Set down the records below word for word, keeping every line unchanged and in its original order.

___

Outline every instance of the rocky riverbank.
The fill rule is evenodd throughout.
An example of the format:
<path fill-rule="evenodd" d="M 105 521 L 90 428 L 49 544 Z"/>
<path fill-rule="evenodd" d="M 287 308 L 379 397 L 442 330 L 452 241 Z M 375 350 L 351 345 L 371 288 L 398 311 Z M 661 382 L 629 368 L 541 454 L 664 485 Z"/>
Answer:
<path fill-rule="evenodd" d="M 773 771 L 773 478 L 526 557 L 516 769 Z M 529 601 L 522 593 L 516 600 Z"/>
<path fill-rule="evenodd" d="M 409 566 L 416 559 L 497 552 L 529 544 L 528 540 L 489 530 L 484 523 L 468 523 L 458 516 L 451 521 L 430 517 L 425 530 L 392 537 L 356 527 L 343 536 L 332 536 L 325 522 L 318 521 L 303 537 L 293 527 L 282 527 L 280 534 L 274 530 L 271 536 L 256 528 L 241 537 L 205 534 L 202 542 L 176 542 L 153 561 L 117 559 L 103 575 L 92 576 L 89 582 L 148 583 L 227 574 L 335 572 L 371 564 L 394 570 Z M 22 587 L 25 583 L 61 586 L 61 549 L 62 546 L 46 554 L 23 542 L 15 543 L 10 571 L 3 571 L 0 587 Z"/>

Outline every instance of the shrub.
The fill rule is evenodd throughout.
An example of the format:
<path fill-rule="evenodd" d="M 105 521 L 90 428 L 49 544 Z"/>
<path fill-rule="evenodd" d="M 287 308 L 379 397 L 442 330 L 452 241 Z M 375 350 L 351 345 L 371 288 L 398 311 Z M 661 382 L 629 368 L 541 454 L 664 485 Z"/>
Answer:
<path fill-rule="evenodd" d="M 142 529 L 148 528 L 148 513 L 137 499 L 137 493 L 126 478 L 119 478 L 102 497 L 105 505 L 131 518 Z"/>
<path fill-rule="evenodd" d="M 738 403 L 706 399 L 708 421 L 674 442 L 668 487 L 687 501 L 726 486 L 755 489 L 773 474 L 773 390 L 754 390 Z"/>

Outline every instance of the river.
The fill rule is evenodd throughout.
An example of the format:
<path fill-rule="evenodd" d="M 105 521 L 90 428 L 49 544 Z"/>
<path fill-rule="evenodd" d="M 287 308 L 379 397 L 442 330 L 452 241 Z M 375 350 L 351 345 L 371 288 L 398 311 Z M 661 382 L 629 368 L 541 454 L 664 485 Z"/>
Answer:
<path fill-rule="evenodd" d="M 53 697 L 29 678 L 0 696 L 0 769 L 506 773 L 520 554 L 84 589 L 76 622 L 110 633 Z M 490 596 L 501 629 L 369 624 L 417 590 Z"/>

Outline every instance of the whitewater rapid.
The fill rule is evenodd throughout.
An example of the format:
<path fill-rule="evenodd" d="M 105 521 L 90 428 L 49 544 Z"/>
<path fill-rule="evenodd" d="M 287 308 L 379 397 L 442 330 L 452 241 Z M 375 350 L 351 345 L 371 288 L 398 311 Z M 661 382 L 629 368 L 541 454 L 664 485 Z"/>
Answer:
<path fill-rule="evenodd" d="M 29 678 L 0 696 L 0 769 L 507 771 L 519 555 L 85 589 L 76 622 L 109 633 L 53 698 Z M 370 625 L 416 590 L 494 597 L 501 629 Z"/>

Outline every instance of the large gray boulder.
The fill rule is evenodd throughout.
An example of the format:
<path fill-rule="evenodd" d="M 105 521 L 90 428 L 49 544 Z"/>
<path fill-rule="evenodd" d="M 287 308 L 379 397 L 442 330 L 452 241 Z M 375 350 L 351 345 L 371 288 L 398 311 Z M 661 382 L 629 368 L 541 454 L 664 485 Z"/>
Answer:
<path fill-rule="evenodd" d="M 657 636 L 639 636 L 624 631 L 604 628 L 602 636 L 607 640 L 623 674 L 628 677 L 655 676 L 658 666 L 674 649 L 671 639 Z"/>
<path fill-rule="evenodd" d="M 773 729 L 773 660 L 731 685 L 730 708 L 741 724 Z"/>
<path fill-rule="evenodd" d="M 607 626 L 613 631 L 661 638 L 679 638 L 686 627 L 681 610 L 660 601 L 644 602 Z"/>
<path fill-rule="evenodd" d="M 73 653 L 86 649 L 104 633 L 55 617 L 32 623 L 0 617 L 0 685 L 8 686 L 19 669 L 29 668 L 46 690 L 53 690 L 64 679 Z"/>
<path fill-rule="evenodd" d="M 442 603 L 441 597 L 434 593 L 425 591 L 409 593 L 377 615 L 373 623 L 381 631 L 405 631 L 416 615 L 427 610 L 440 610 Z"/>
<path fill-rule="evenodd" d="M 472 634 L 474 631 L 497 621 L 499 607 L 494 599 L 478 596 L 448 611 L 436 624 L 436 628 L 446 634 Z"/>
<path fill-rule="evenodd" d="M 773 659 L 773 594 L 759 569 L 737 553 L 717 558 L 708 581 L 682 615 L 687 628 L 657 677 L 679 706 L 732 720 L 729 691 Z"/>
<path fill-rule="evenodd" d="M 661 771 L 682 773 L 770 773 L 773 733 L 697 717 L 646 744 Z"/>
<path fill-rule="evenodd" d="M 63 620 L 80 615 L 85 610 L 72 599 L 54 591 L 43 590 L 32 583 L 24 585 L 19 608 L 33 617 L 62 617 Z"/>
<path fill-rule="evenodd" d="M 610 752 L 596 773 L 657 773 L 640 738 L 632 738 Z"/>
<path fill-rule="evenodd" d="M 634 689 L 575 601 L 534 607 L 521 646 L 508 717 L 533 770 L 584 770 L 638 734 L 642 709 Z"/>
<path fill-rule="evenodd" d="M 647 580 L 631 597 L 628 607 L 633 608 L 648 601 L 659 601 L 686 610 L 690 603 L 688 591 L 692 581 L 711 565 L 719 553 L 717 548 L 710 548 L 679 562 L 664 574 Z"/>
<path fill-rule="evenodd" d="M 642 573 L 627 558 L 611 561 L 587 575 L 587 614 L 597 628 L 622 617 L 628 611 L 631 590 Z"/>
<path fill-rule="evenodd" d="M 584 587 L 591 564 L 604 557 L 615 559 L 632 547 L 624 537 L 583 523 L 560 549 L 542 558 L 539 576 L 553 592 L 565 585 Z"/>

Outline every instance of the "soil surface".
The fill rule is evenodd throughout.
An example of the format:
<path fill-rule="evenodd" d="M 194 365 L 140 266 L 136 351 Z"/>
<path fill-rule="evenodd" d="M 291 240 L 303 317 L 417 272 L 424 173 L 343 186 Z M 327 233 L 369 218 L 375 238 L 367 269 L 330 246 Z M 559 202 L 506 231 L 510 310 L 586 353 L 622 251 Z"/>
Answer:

___

**Exercise answer**
Outline every instance of the rocky riverbank.
The fill rule is evenodd throughout.
An example of the format:
<path fill-rule="evenodd" d="M 105 521 L 90 428 L 49 544 Z"/>
<path fill-rule="evenodd" d="M 287 308 L 379 397 L 442 330 L 452 241 Z M 375 350 L 351 345 L 371 288 L 398 311 Z M 661 382 L 629 368 L 541 454 L 664 485 Z"/>
Answer:
<path fill-rule="evenodd" d="M 773 771 L 773 478 L 526 557 L 516 769 Z M 529 601 L 522 593 L 516 600 Z"/>
<path fill-rule="evenodd" d="M 409 566 L 416 559 L 497 552 L 529 544 L 528 540 L 489 530 L 484 523 L 468 523 L 458 516 L 451 521 L 430 517 L 425 530 L 392 537 L 356 527 L 343 536 L 332 536 L 325 522 L 318 521 L 303 537 L 293 527 L 282 527 L 280 534 L 274 530 L 271 536 L 256 528 L 241 537 L 205 534 L 202 542 L 176 542 L 153 561 L 117 559 L 103 575 L 92 576 L 89 582 L 148 583 L 227 574 L 335 572 L 371 564 L 394 570 Z M 22 587 L 25 583 L 61 586 L 61 549 L 62 546 L 46 554 L 23 542 L 15 543 L 10 571 L 3 571 L 0 587 Z"/>

Outline every instance of the shrub.
The fill rule is evenodd throughout.
An example of the format:
<path fill-rule="evenodd" d="M 105 521 L 90 428 L 49 544 Z"/>
<path fill-rule="evenodd" d="M 287 308 L 379 397 L 442 330 L 452 241 Z M 375 350 L 351 345 L 371 288 L 398 311 Z M 661 382 L 629 368 L 541 454 L 664 485 Z"/>
Answer:
<path fill-rule="evenodd" d="M 142 529 L 148 528 L 148 513 L 137 499 L 137 493 L 126 478 L 119 478 L 102 497 L 105 505 L 131 518 Z"/>
<path fill-rule="evenodd" d="M 738 403 L 706 399 L 708 421 L 674 442 L 668 487 L 687 501 L 726 486 L 755 489 L 773 474 L 773 390 L 754 390 Z"/>

Outline every instance of the river.
The fill rule is evenodd throughout.
An example of the format:
<path fill-rule="evenodd" d="M 105 521 L 90 428 L 49 544 Z"/>
<path fill-rule="evenodd" d="M 287 308 L 379 397 L 442 330 L 452 241 Z M 375 350 L 351 345 L 371 288 L 398 311 Z M 661 382 L 629 368 L 541 454 L 664 485 Z"/>
Answer:
<path fill-rule="evenodd" d="M 53 697 L 29 678 L 0 696 L 0 769 L 506 773 L 520 554 L 84 589 L 76 622 L 110 633 Z M 490 596 L 501 629 L 369 624 L 417 590 Z"/>

Outline every instance of the whitewater rapid.
The fill rule is evenodd throughout.
An example of the format:
<path fill-rule="evenodd" d="M 105 521 L 90 428 L 49 544 Z"/>
<path fill-rule="evenodd" d="M 287 308 L 379 397 L 442 330 L 452 241 Z M 375 350 L 351 345 L 371 288 L 398 311 Z M 661 382 L 629 368 L 541 454 L 664 485 Z"/>
Answer:
<path fill-rule="evenodd" d="M 29 678 L 0 696 L 0 769 L 507 771 L 519 555 L 85 589 L 76 622 L 109 633 L 53 698 Z M 370 625 L 416 590 L 494 597 L 501 629 Z"/>

Outline every instance of the large gray boulder.
The fill rule is evenodd throughout.
An example of the format:
<path fill-rule="evenodd" d="M 105 521 L 90 428 L 49 544 Z"/>
<path fill-rule="evenodd" d="M 287 308 L 379 397 L 442 330 L 452 241 Z M 375 350 L 351 345 L 371 288 L 398 311 Z M 661 382 L 629 368 L 541 454 L 664 485 Z"/>
Answer:
<path fill-rule="evenodd" d="M 657 636 L 639 636 L 624 631 L 604 628 L 602 636 L 607 640 L 623 674 L 628 677 L 655 676 L 658 666 L 674 649 L 671 639 Z"/>
<path fill-rule="evenodd" d="M 773 729 L 773 660 L 731 685 L 730 708 L 741 724 Z"/>
<path fill-rule="evenodd" d="M 607 626 L 613 631 L 661 638 L 679 638 L 686 627 L 681 610 L 660 601 L 644 602 Z"/>
<path fill-rule="evenodd" d="M 73 653 L 86 649 L 104 633 L 55 617 L 32 623 L 0 617 L 0 685 L 8 686 L 19 669 L 29 668 L 46 690 L 53 690 L 64 679 Z"/>
<path fill-rule="evenodd" d="M 442 603 L 441 597 L 434 593 L 425 591 L 409 593 L 377 615 L 373 623 L 381 631 L 405 631 L 416 615 L 427 610 L 440 610 Z"/>
<path fill-rule="evenodd" d="M 472 634 L 474 631 L 497 621 L 499 607 L 494 599 L 478 596 L 448 611 L 436 624 L 436 628 L 446 634 Z"/>
<path fill-rule="evenodd" d="M 773 659 L 773 594 L 759 569 L 737 553 L 717 558 L 708 581 L 682 615 L 687 628 L 657 677 L 679 706 L 732 720 L 729 691 Z"/>
<path fill-rule="evenodd" d="M 661 771 L 682 773 L 770 773 L 773 733 L 697 717 L 646 744 Z"/>
<path fill-rule="evenodd" d="M 63 620 L 80 615 L 85 610 L 72 599 L 54 591 L 43 590 L 32 583 L 24 585 L 19 608 L 33 617 L 62 617 Z"/>
<path fill-rule="evenodd" d="M 610 752 L 596 773 L 657 773 L 640 738 L 632 738 Z"/>
<path fill-rule="evenodd" d="M 634 689 L 575 601 L 534 607 L 521 646 L 508 717 L 533 770 L 584 770 L 638 734 L 642 709 Z"/>
<path fill-rule="evenodd" d="M 647 580 L 631 597 L 628 607 L 633 608 L 648 601 L 659 601 L 686 610 L 690 603 L 688 591 L 692 581 L 711 565 L 719 553 L 717 548 L 710 548 L 679 562 L 664 574 Z"/>
<path fill-rule="evenodd" d="M 642 573 L 627 558 L 611 561 L 587 575 L 587 614 L 597 628 L 622 617 L 628 611 L 631 590 Z"/>
<path fill-rule="evenodd" d="M 584 587 L 591 564 L 604 557 L 615 559 L 632 547 L 624 537 L 583 523 L 560 549 L 542 558 L 539 576 L 553 592 L 565 585 Z"/>

Outline every instance of the "soil surface".
The fill rule is evenodd throughout.
An example of the format:
<path fill-rule="evenodd" d="M 194 365 L 140 266 L 136 351 Z"/>
<path fill-rule="evenodd" d="M 291 240 L 303 317 L 417 272 L 424 173 L 343 186 Z M 327 233 L 369 218 L 375 238 L 367 269 L 330 246 Z M 559 202 L 506 231 L 510 310 L 586 353 L 622 251 Z"/>
Answer:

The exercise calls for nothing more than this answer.